- Exercise inputs:
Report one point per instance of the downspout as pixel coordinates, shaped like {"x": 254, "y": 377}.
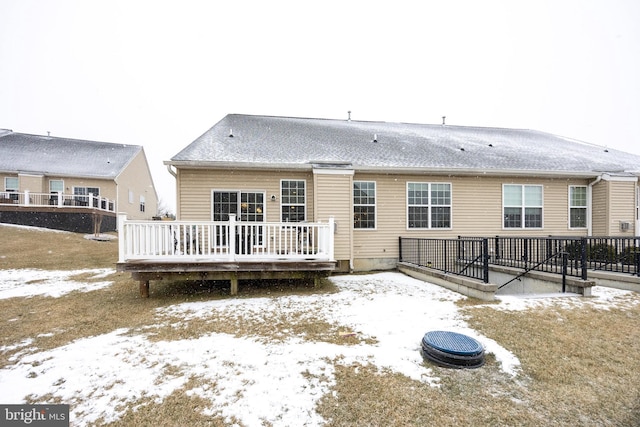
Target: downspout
{"x": 590, "y": 206}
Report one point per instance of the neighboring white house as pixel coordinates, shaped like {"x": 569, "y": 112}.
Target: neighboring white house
{"x": 66, "y": 183}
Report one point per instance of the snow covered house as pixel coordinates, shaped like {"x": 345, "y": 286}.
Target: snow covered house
{"x": 374, "y": 182}
{"x": 383, "y": 180}
{"x": 72, "y": 184}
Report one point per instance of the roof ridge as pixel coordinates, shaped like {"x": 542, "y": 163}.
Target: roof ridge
{"x": 50, "y": 137}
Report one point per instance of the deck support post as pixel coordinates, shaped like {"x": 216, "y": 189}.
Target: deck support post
{"x": 234, "y": 284}
{"x": 144, "y": 288}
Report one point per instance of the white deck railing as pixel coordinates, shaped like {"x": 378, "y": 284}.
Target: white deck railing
{"x": 61, "y": 200}
{"x": 202, "y": 241}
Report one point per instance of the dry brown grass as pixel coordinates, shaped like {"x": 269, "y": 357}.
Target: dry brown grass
{"x": 579, "y": 366}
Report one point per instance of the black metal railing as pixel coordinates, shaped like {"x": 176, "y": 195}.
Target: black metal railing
{"x": 539, "y": 254}
{"x": 463, "y": 257}
{"x": 567, "y": 256}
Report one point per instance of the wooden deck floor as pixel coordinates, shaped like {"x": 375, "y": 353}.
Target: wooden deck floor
{"x": 146, "y": 270}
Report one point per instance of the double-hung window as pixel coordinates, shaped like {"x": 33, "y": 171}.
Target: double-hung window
{"x": 428, "y": 205}
{"x": 522, "y": 206}
{"x": 292, "y": 200}
{"x": 578, "y": 206}
{"x": 81, "y": 194}
{"x": 11, "y": 186}
{"x": 248, "y": 206}
{"x": 364, "y": 204}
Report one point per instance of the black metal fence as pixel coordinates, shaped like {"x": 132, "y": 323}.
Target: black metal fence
{"x": 463, "y": 256}
{"x": 571, "y": 256}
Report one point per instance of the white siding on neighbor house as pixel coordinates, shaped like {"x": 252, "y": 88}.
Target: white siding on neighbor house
{"x": 194, "y": 187}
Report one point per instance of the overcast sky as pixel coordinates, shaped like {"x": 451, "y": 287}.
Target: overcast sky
{"x": 159, "y": 73}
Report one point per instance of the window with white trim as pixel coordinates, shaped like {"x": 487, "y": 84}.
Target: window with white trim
{"x": 364, "y": 204}
{"x": 292, "y": 200}
{"x": 522, "y": 206}
{"x": 428, "y": 205}
{"x": 248, "y": 206}
{"x": 81, "y": 194}
{"x": 578, "y": 206}
{"x": 10, "y": 183}
{"x": 56, "y": 186}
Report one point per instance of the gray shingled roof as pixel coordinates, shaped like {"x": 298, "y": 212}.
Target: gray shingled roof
{"x": 266, "y": 141}
{"x": 63, "y": 156}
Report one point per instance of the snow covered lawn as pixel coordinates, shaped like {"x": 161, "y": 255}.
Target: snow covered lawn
{"x": 257, "y": 380}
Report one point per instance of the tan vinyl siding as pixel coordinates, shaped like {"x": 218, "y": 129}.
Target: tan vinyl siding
{"x": 333, "y": 199}
{"x": 476, "y": 211}
{"x": 600, "y": 209}
{"x": 622, "y": 207}
{"x": 195, "y": 187}
{"x": 31, "y": 183}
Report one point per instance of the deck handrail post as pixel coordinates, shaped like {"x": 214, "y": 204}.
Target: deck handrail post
{"x": 122, "y": 217}
{"x": 485, "y": 260}
{"x": 231, "y": 250}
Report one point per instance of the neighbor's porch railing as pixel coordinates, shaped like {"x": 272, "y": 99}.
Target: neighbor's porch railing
{"x": 59, "y": 199}
{"x": 223, "y": 240}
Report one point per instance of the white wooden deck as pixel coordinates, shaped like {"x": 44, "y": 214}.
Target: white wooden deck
{"x": 228, "y": 250}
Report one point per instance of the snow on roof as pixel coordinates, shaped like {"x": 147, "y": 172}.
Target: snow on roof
{"x": 283, "y": 141}
{"x": 63, "y": 156}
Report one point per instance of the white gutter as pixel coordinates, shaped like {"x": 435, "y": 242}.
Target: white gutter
{"x": 171, "y": 171}
{"x": 590, "y": 205}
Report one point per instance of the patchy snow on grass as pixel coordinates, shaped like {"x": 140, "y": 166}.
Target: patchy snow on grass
{"x": 257, "y": 381}
{"x": 30, "y": 282}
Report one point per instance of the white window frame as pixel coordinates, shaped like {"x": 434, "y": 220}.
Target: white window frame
{"x": 585, "y": 207}
{"x": 429, "y": 206}
{"x": 51, "y": 181}
{"x": 523, "y": 207}
{"x": 374, "y": 205}
{"x": 11, "y": 188}
{"x": 303, "y": 204}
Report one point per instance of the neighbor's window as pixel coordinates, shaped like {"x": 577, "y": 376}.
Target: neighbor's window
{"x": 522, "y": 206}
{"x": 292, "y": 200}
{"x": 428, "y": 205}
{"x": 364, "y": 204}
{"x": 578, "y": 206}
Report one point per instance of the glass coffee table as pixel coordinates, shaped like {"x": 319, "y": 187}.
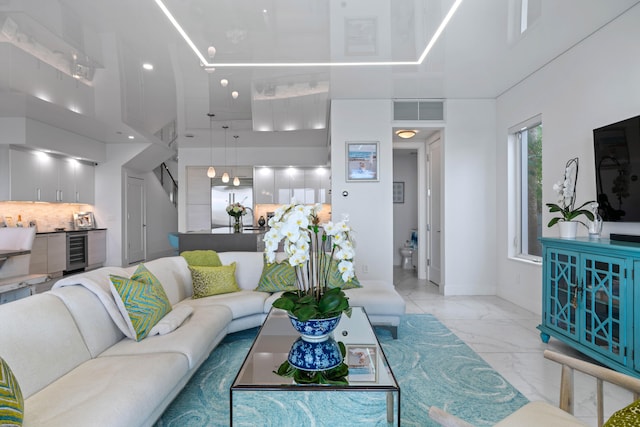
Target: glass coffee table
{"x": 258, "y": 396}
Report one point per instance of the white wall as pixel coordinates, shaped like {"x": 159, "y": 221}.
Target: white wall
{"x": 593, "y": 84}
{"x": 405, "y": 215}
{"x": 469, "y": 177}
{"x": 162, "y": 218}
{"x": 368, "y": 204}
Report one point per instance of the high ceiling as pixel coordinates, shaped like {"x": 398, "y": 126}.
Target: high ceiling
{"x": 480, "y": 54}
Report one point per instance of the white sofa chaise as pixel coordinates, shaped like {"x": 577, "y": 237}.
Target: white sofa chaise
{"x": 76, "y": 367}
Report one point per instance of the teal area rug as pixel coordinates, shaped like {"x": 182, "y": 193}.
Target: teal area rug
{"x": 431, "y": 364}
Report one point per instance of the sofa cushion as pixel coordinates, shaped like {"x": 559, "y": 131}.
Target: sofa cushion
{"x": 627, "y": 416}
{"x": 248, "y": 267}
{"x": 172, "y": 320}
{"x": 209, "y": 281}
{"x": 174, "y": 275}
{"x": 40, "y": 341}
{"x": 11, "y": 401}
{"x": 98, "y": 329}
{"x": 141, "y": 300}
{"x": 109, "y": 391}
{"x": 241, "y": 304}
{"x": 204, "y": 258}
{"x": 277, "y": 276}
{"x": 195, "y": 339}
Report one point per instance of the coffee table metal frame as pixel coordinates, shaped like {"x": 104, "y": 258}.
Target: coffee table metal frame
{"x": 274, "y": 339}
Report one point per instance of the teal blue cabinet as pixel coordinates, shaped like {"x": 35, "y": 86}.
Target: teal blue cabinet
{"x": 588, "y": 299}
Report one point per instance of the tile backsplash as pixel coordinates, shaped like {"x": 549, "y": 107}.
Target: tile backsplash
{"x": 48, "y": 216}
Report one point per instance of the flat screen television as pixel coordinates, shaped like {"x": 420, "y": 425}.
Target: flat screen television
{"x": 617, "y": 157}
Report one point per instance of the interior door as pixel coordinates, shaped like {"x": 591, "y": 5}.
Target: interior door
{"x": 434, "y": 233}
{"x": 135, "y": 220}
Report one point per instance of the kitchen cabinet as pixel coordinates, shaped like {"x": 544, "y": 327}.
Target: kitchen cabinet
{"x": 589, "y": 299}
{"x": 96, "y": 248}
{"x": 38, "y": 176}
{"x": 307, "y": 185}
{"x": 49, "y": 254}
{"x": 264, "y": 185}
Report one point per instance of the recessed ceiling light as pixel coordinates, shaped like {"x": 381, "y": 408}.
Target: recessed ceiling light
{"x": 406, "y": 133}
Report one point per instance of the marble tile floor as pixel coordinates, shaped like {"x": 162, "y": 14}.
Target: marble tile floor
{"x": 505, "y": 336}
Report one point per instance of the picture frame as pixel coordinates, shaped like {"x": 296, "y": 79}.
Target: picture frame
{"x": 362, "y": 161}
{"x": 84, "y": 220}
{"x": 362, "y": 360}
{"x": 398, "y": 192}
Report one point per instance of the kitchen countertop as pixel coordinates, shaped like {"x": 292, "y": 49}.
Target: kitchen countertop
{"x": 229, "y": 230}
{"x": 67, "y": 230}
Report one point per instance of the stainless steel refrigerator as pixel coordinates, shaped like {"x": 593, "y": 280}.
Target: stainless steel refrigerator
{"x": 222, "y": 195}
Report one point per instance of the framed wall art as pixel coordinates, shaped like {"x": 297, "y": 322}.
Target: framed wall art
{"x": 398, "y": 192}
{"x": 362, "y": 161}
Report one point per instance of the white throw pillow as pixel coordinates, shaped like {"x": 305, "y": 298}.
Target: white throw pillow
{"x": 172, "y": 320}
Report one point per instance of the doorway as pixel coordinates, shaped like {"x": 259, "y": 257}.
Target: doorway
{"x": 135, "y": 218}
{"x": 429, "y": 204}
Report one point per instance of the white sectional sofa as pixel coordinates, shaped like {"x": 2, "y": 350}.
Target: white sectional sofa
{"x": 76, "y": 367}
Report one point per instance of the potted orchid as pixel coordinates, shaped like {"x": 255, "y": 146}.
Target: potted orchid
{"x": 313, "y": 250}
{"x": 236, "y": 210}
{"x": 566, "y": 192}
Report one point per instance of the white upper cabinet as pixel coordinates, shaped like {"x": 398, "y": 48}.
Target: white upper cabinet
{"x": 279, "y": 185}
{"x": 264, "y": 185}
{"x": 37, "y": 176}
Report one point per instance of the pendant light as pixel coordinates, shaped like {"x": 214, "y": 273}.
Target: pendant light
{"x": 211, "y": 172}
{"x": 236, "y": 180}
{"x": 225, "y": 175}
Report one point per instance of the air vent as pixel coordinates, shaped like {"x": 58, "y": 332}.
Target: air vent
{"x": 418, "y": 110}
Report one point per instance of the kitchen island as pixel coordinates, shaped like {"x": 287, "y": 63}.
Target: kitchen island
{"x": 223, "y": 239}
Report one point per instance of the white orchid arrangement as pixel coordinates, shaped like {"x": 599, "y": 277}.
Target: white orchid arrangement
{"x": 311, "y": 248}
{"x": 566, "y": 193}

- Exercise:
Rewrite everything from the line containing "Report one point per instance of the pendant" down to the end of the records, requests included, and offset every coordinate in the answer points by -93. Leave the numbers inside the requests unchanged.

- Problem solution:
Report one point per instance of the pendant light as pixel coordinates, shaped like {"x": 214, "y": 273}.
Target: pendant light
{"x": 118, "y": 79}
{"x": 143, "y": 87}
{"x": 132, "y": 82}
Report one point per instance of the air vent as pixel coordinates, shaped like {"x": 58, "y": 332}.
Target: air vent
{"x": 325, "y": 17}
Report one point per instance of the kitchen island as pixel coordinates, shaped like {"x": 287, "y": 63}.
Target: kitchen island
{"x": 130, "y": 146}
Report one point per instance of the white orchid arrangement as pixel coordinates, shaped like {"x": 599, "y": 277}.
Target: white orchid arrangement
{"x": 218, "y": 155}
{"x": 473, "y": 100}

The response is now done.